Set task: Repeat every record below exactly as written.

________________

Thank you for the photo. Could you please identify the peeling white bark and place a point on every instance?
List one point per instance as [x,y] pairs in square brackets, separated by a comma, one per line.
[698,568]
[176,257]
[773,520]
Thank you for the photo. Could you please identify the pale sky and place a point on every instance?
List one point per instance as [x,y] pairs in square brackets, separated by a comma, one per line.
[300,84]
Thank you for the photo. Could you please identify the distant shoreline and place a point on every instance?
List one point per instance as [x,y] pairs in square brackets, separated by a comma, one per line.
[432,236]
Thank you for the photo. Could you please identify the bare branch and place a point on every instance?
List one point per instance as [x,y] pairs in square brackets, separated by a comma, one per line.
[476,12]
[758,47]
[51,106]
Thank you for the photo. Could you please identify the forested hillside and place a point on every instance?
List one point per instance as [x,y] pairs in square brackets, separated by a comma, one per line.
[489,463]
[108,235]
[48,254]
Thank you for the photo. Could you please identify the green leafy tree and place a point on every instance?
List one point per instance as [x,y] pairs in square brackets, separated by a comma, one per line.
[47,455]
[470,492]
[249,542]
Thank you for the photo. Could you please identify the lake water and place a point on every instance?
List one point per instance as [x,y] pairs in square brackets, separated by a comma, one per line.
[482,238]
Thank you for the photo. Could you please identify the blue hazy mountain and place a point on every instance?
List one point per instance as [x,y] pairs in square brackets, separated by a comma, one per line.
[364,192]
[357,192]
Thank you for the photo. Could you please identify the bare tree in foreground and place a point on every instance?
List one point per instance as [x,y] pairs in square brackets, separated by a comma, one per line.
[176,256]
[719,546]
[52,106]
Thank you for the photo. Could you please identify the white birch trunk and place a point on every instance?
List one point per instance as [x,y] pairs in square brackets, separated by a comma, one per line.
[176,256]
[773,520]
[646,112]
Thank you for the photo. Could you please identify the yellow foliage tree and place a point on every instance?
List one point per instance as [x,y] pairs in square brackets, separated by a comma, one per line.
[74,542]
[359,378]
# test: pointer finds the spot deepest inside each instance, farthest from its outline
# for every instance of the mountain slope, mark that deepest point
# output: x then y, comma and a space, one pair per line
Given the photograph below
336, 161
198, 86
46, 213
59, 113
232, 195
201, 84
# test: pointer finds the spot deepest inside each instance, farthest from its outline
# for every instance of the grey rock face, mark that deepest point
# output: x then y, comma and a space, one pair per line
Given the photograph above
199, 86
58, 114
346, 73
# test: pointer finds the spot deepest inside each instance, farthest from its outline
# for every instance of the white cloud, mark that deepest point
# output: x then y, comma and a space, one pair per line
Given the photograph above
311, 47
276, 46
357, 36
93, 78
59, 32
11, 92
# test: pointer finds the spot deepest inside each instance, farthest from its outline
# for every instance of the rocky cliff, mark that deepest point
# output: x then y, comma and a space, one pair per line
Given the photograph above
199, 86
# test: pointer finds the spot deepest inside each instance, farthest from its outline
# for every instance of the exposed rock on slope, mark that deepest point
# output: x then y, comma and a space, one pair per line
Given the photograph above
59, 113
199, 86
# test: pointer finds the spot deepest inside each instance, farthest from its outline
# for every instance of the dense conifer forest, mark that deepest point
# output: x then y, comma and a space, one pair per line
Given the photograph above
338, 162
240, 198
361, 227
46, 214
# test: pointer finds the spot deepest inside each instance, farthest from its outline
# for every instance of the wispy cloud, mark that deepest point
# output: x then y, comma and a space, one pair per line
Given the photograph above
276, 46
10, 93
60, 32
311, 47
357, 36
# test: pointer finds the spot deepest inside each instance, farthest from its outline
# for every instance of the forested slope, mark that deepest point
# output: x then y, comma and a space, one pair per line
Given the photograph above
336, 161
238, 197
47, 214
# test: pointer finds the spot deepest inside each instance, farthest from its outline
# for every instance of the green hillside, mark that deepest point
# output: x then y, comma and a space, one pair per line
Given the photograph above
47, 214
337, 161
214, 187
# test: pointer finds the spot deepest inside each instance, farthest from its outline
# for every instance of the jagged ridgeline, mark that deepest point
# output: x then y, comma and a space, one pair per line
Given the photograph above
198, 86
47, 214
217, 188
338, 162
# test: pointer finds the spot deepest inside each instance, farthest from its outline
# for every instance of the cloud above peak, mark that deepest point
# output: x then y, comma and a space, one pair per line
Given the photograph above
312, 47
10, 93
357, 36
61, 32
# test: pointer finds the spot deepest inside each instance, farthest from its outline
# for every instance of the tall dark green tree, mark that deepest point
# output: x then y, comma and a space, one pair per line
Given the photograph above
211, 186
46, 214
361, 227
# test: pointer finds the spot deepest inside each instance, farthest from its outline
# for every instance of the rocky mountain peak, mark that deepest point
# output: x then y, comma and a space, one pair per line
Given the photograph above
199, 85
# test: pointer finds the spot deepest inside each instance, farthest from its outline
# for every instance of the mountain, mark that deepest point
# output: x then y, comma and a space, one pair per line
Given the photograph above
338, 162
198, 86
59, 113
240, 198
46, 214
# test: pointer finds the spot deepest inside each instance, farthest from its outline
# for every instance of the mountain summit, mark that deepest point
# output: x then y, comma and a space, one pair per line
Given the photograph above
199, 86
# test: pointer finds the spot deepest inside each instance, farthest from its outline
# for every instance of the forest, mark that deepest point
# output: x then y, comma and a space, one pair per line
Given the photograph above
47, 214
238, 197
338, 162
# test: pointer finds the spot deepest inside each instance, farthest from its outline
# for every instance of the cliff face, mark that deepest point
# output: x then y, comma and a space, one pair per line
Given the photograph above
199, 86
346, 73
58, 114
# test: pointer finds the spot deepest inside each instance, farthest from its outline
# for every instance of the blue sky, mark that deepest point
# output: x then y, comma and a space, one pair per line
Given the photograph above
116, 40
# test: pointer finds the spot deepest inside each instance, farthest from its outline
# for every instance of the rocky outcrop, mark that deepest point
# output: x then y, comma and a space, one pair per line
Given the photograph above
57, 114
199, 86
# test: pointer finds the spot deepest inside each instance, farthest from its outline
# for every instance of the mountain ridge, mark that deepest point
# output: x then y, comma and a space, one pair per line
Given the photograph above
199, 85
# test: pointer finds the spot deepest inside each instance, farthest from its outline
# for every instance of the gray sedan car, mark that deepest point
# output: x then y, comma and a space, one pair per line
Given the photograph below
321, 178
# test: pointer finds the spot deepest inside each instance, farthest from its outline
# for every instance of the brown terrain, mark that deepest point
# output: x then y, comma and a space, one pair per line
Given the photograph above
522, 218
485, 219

________________

Task result:
Thank you for the photo. Could you please identify the peeling white bark and place a point on every instance?
List one point per instance as [x,y] pairs in square brackets, separated by a comma, one per line.
[698,568]
[176,257]
[773,520]
Thank you for the photo. Could you please identify the pale sky and place a point on every instance?
List one point per instance as [x,y] pairs in square brackets, separated by a comma, one per line.
[300,84]
Thank you for the photo. Could you please identify the distant shoreline and place a point on every instance?
List one point per instance as [x,y] pairs in square brackets, separated by a comma, one per line.
[432,236]
Thank you for the photo. Could you please identify the bare branch and place a point on every instance?
List one point per instance as [x,y] pairs in square brackets, separated by a comma, one per line.
[476,12]
[758,47]
[51,106]
Thank you for the photo. Could you please identify the forested hillside and place a point on every instance?
List one point per instance as [x,y] pairs in square brackets, separated by a comma, one per line.
[489,463]
[108,235]
[48,254]
Thank you for the photo. Could you please identify the green leafy tree and place a point on every instance?
List one point per instance as [x,y] pairs in square brackets, separated by a comma, one per line.
[47,455]
[470,492]
[249,542]
Thank you for the photo. Could you please identify the lake water and place a point on every instance?
List one point per instance as [x,y] pairs in square brackets, separated by a comma, one per line.
[482,238]
Thank you for the photo. Could you please identify the blue hazy mountain and place a point on every instance?
List one point per instance as [x,y] pairs in square brackets, separated by a comma, one per line.
[364,192]
[357,192]
Thank you for the photo. Could you please identify the bare tree in foreground and place a point on every instance?
List one point per instance as [x,y] pairs in square brackets, separated by a comma, one per line.
[176,256]
[719,546]
[52,106]
Thank you for the photo. Could you please identify the white birch trunk and place a point on every instance?
List one point per instance as [x,y] pairs in square brackets, separated by a comma, one per line.
[176,256]
[773,520]
[646,112]
Thank you for the photo. Could you please identify the yellow foliage tree and place a point on every instance?
List one point per instance as [x,y] pairs in square brackets, separated by a comma, one per line.
[74,542]
[359,378]
# test: pointer finds the spot deepest inside each instance, farthest from its outline
# for every instance of the mountain slope, mark that deepest point
# output: x then y, comma and a space, one pair per line
Given the photograph below
336, 161
198, 86
46, 213
59, 113
232, 195
201, 84
# test: pointer finds the spot deepest inside each instance, farthest from its outline
# for every instance of the grey rock face, mark that deepest point
# output: x then y, comma and a space, one pair per line
Given the photograph above
199, 86
58, 114
346, 73
# test: pointer finds the spot deepest inside each instance, farthest from its outline
# for every instance of the white cloud, mark that deepest point
# output: x then y, comma and a space, one pair per line
Given the photograph above
311, 47
276, 46
357, 36
93, 78
59, 32
11, 92
# test: pointer finds the spot deepest inside each instance, farthest from its outline
# for every instance of the rocky cliff, mark that deepest point
# output: x then y, comma and a space, one pair per line
Given the photograph above
199, 86
# test: pointer finds the spot deepest inside each instance, farthest from its outline
# for every instance of the exposed rock on slope, mark that deepest point
# output: x then y, comma and a space, one pair per line
Given the photograph above
59, 113
199, 86
# test: pointer finds the spot deepest inside each instance, farthest from its outline
# for every instance of the dense conifer forest, mark that deepest point
# output: x then y, comma and a space, one pair per line
Given the photograph above
338, 162
240, 198
361, 227
46, 214
# test: pointer finds the spot deepest inside each instance, farthest from its outline
# for every instance of the wispy cloud, mark that deepest point
# output: x then y, comma and a space, one pair per line
Given the photograph above
276, 46
10, 93
60, 32
311, 47
357, 36
# test: pointer finds the spot deepest inside each instance, farthest from its outline
# for every instance of the forested slope, mark that deepest point
# output: x then y, comma and a space, one pair per line
Given the photograph above
336, 161
238, 197
47, 214
# test: pointer finds the spot deepest inside each instance, farthest from its outline
# for every instance of the green hillside, mark that deepest point
# output: x then y, comma and a space, one pair per line
Given the photograph above
47, 214
337, 161
214, 187
# test: pointer finds the spot deepest inside each instance, farthest from its outline
# for every instance of the jagged ridgeline, mark that deepest point
# output: x then y, comma and a space, one pair per line
Given the photograph above
198, 86
47, 214
217, 188
338, 162
# test: pointer finds the spot deepest inside each instance, farthest from its outline
# for every instance of the cloud above peak, mark that deepest point
# output: x then y, comma and a space, one pair per line
Given the photograph above
312, 47
10, 93
357, 36
61, 32
# test: pointer finds the spot deepest inside each instance, farthest from its outline
# for every instance of the tall dark green tree, mark that deepest point
# output: x then y, comma and a space, one pair per line
Given the photograph above
211, 186
46, 214
361, 227
# test: pointer finds the spot deepest inside each instance, farthest from its outline
# for every instance of the rocky mountain peak, mark that deepest point
# output: x then y, comma and a space, one pair per line
Given the photograph above
199, 85
# test: pointer finds the spot deepest inside each instance, farthest from its outline
# for every instance of the mountain, mark that deepest point
# output: x then y, comma and a space, one pair per line
Given the photograph above
338, 162
198, 86
59, 113
240, 198
46, 214
# test: pointer finds the spot deepest inside each instance, farthest from its outline
# for every instance of the mountain summit, mark that deepest point
# output: x then y, comma and a space, one pair per line
Given the photograph above
199, 86
# test: pointer finds the spot deepest inside each instance, farthest from its outline
# for every instance of the forest, mark that deepest point
# output: x then y, comma and a space, one pair per line
Given the photograph above
47, 214
238, 197
338, 162
# test: pointer finds the spot deepest inside each instance, farthest from its outline
# for every instance of the cliff face, mark that deepest point
# output: x then y, comma and a space, one pair per line
Given the photograph above
199, 86
346, 73
58, 114
# test: pointer finds the spot deepest inside each instance, farthest from its outline
# for every instance of the blue sky, mark that deepest point
# output: x then y, comma and a space, one pair per line
Given the photograph above
116, 40
# test: pointer finds the spot deepest inside each instance, farthest from its outline
# for every instance of the rocky outcrop, mark that deepest point
# output: x then y, comma and a space, one pair per line
Given the photograph above
57, 114
199, 86
# test: pointer finds the spot deepest inside each instance, farthest from its outline
# for every instance of the mountain ridge, mark that deepest point
# output: x then y, comma and a space, one pair per line
Given the photograph above
199, 85
# test: pointer finds the spot deepest inside each instance, farthest from its outline
# for every instance of the gray sedan car, mark that deepest point
# output: x then y, comma and a space, one pair per line
Given the photograph below
321, 178
# test: pointer finds the spot deepest inside each instance, farthest from its outline
# for every instance of the brown terrain, mark that deepest point
# output: x then y, comma and a space, one pair per line
Given the photograph above
522, 218
485, 219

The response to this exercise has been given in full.